## start MATERIAL TO PROCESS

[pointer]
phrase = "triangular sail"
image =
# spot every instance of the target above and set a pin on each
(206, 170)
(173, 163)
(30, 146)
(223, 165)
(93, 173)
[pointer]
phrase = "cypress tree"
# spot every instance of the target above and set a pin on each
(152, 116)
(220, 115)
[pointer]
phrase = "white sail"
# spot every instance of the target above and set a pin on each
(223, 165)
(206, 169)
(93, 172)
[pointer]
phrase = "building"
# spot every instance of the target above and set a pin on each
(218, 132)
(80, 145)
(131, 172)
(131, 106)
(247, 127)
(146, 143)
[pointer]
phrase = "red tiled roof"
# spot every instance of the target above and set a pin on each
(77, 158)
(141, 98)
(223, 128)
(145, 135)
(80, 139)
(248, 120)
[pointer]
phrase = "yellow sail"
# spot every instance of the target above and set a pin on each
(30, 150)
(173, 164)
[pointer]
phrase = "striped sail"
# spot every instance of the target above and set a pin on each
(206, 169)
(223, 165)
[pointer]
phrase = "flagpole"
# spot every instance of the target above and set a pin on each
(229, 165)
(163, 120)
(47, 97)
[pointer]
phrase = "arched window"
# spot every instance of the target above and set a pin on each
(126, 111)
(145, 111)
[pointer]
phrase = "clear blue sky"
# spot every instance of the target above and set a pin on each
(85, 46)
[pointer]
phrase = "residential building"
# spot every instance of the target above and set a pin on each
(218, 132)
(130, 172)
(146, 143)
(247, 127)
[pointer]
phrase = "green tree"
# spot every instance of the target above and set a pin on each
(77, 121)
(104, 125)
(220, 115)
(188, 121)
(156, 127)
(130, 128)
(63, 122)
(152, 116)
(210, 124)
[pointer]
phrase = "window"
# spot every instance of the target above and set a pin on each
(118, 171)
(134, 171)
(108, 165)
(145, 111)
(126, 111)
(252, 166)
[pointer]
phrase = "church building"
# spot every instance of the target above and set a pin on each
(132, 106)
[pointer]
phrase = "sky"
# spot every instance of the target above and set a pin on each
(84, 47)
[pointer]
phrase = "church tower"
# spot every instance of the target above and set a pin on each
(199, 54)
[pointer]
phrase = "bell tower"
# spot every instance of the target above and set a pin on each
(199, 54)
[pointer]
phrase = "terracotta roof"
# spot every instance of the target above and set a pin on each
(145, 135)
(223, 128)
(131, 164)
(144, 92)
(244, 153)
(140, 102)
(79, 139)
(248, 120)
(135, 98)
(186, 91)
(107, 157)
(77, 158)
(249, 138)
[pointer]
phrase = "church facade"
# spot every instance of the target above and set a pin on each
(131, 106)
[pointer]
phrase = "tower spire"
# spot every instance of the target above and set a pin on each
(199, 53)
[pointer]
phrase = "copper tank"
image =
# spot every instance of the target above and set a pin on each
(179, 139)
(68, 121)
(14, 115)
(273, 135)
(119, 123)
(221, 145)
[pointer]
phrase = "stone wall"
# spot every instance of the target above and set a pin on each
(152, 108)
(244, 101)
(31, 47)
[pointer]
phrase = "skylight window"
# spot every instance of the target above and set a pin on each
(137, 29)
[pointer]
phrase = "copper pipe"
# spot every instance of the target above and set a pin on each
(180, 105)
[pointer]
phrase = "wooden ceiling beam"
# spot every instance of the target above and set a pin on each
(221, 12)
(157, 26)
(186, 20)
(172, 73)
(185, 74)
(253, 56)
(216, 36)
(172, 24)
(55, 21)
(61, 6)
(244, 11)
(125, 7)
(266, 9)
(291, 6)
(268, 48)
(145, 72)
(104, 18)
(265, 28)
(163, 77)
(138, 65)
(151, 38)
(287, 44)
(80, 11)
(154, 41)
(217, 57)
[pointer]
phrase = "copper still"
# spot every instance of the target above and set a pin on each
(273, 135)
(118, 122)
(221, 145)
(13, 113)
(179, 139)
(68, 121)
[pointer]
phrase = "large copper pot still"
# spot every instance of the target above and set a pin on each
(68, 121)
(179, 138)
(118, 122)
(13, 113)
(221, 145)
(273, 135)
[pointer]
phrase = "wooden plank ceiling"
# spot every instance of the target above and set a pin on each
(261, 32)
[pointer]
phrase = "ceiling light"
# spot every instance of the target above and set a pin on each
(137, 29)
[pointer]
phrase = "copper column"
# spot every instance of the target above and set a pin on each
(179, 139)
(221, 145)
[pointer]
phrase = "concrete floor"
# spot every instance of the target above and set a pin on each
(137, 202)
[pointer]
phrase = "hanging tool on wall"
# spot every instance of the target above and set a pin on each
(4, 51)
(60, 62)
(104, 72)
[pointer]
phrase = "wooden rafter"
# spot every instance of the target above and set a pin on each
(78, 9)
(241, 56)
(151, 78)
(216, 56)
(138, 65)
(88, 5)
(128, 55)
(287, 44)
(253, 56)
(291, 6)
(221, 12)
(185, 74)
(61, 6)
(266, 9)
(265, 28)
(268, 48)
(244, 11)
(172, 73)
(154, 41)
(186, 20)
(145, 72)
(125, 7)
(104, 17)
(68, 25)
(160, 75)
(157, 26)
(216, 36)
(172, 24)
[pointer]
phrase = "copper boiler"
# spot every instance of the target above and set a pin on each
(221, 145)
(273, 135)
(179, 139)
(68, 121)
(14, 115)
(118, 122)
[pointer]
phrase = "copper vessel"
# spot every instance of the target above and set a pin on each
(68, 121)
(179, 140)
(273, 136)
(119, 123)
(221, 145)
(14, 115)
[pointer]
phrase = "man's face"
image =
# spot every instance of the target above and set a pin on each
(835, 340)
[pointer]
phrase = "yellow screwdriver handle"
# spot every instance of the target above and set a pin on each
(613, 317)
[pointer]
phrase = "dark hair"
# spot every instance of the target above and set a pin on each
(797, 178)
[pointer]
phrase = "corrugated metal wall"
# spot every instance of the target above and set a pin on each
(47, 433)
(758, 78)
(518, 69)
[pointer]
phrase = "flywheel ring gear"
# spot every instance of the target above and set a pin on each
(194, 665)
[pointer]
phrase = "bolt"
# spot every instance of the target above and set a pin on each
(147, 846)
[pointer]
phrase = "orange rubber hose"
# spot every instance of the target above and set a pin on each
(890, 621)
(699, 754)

## end MATERIAL TO PROCESS

PROBLEM TO WORK ON: Reproduce the full listing exactly.

RIGHT ANSWER:
[pointer]
phrase = "triangular sail"
image =
# spot every instance of the target above and set a pin on each
(206, 170)
(173, 163)
(30, 146)
(223, 165)
(93, 173)
[pointer]
phrase = "cypress tree"
# spot every instance of the target above and set a pin on each
(152, 116)
(220, 115)
[pointer]
phrase = "white sail"
# spot every instance of the target above and set a pin on each
(223, 165)
(206, 169)
(93, 172)
[pointer]
phrase = "building"
# spot every instance of the target above and set a pin on each
(218, 132)
(80, 145)
(131, 172)
(131, 106)
(247, 127)
(146, 143)
[pointer]
phrase = "red tiled roof"
# spot every instance of the target above and set a pin on each
(77, 158)
(141, 98)
(223, 128)
(145, 135)
(80, 139)
(248, 120)
[pointer]
phrase = "yellow sail"
# spot every instance of the target above and set a pin on each
(30, 150)
(173, 164)
[pointer]
phrase = "striped sail"
# spot every instance of the target above and set a pin on each
(206, 169)
(223, 165)
[pointer]
phrase = "flagpole"
# spot every instance of the target above and set a pin on each
(229, 165)
(163, 120)
(47, 97)
[pointer]
phrase = "arched window"
# spot every instance of the target above and set a pin on each
(126, 111)
(145, 111)
[pointer]
phrase = "clear blue sky"
# spot every instance of the target above and set a pin on each
(85, 46)
[pointer]
phrase = "residential building"
# spot every instance of the target above and set a pin on each
(218, 132)
(130, 172)
(146, 143)
(247, 127)
[pointer]
phrase = "green tree"
# spot every instance of the target above and set a pin on each
(77, 121)
(104, 125)
(220, 115)
(188, 121)
(156, 127)
(130, 128)
(63, 122)
(152, 116)
(210, 124)
[pointer]
phrase = "window"
# spot every instance of the target above and set a pin on each
(118, 171)
(134, 171)
(108, 165)
(145, 111)
(126, 111)
(252, 166)
[pointer]
phrase = "church building"
# spot every instance of the target above and set a pin on each
(132, 106)
[pointer]
phrase = "sky"
# spot every instance of the target above and set a pin on each
(84, 47)
[pointer]
phrase = "church tower"
# spot every instance of the target above and set a pin on each
(199, 54)
[pointer]
phrase = "bell tower"
# spot every instance of the target above and set a pin on each
(199, 54)
[pointer]
phrase = "terracotta roof"
# spot every instance of the target above and set a pin on each
(145, 135)
(223, 128)
(131, 164)
(144, 92)
(244, 153)
(140, 102)
(79, 139)
(248, 120)
(135, 98)
(186, 91)
(107, 157)
(77, 158)
(249, 138)
[pointer]
phrase = "church facade"
# spot every instance of the target above and set a pin on each
(131, 106)
[pointer]
phrase = "tower spire"
# spot every instance of the target above and set a pin on each
(199, 53)
[pointer]
phrase = "copper tank"
image =
# spot every instance of the target above and set a pin on each
(179, 139)
(68, 121)
(14, 115)
(273, 135)
(119, 123)
(221, 145)
[pointer]
phrase = "stone wall"
# spot every instance of the target above and set a pin on each
(152, 108)
(244, 101)
(31, 47)
[pointer]
phrase = "skylight window"
# spot every instance of the target above and set a pin on each
(137, 29)
[pointer]
phrase = "copper pipe"
# spot every instance of the target above and set a pin on each
(180, 105)
[pointer]
phrase = "wooden ceiling beam"
# spot every instance of the target above and set a pin on each
(221, 12)
(157, 26)
(186, 20)
(172, 73)
(185, 74)
(253, 56)
(216, 36)
(172, 24)
(55, 21)
(61, 6)
(244, 11)
(125, 7)
(266, 9)
(291, 6)
(268, 48)
(145, 72)
(104, 18)
(265, 28)
(163, 77)
(138, 65)
(151, 38)
(287, 44)
(80, 11)
(154, 41)
(217, 57)
[pointer]
phrase = "copper still"
# spot every instance of the target above and set a pin on each
(273, 135)
(118, 122)
(221, 145)
(13, 113)
(179, 139)
(68, 121)
[pointer]
phrase = "large copper pot still"
# spot every instance of the target above and set a pin on each
(68, 121)
(179, 138)
(118, 122)
(13, 113)
(221, 145)
(273, 135)
[pointer]
phrase = "wooden plank ceiling"
# spot every instance of the target above and set a pin on each
(261, 32)
[pointer]
phrase = "ceiling light"
# spot every instance of the target above and set a pin on each
(137, 29)
[pointer]
phrase = "copper column"
# spot every instance of the target above and set a pin on each
(179, 139)
(221, 145)
[pointer]
phrase = "concrete floor"
# spot every instance of the target above and set a pin on each
(137, 202)
[pointer]
phrase = "hanging tool on wall"
# spot every instance of the target above and set a pin on each
(4, 51)
(60, 62)
(104, 72)
[pointer]
phrase = "wooden rafter"
# spot every instance of the target above and set a pin on each
(78, 9)
(241, 56)
(151, 78)
(216, 56)
(138, 65)
(88, 5)
(128, 55)
(287, 44)
(253, 56)
(291, 6)
(221, 12)
(185, 74)
(61, 6)
(266, 9)
(265, 28)
(268, 48)
(244, 11)
(172, 73)
(154, 41)
(186, 20)
(145, 72)
(125, 7)
(104, 17)
(68, 25)
(160, 75)
(157, 26)
(216, 36)
(172, 24)
[pointer]
phrase = "copper boiler"
# spot every instance of the target above and set a pin on each
(221, 145)
(273, 135)
(179, 139)
(68, 121)
(14, 115)
(118, 122)
[pointer]
phrase = "copper vessel"
# spot every instance of the target above and set a pin on each
(68, 121)
(179, 140)
(273, 136)
(119, 123)
(221, 145)
(14, 115)
[pointer]
phrase = "man's face"
image =
# spot every instance of the target above and set a pin on each
(835, 340)
[pointer]
phrase = "yellow screwdriver handle"
# spot every instance of the target above and set a pin on each
(613, 317)
[pointer]
phrase = "dark hair"
# spot every instance of the target above and set a pin on each
(797, 178)
[pointer]
phrase = "corrugated metal wall"
# spot every instance of the target above and set a pin on each
(47, 433)
(758, 78)
(518, 69)
[pointer]
phrase = "flywheel ring gear"
# spot every instance of the target above and set a pin on each
(194, 665)
[pointer]
phrase = "bolt"
# spot every instance of the target above and set a pin on each
(147, 846)
[pointer]
phrase = "orange rubber hose"
# spot every instance of the target above and set a pin on each
(890, 621)
(699, 754)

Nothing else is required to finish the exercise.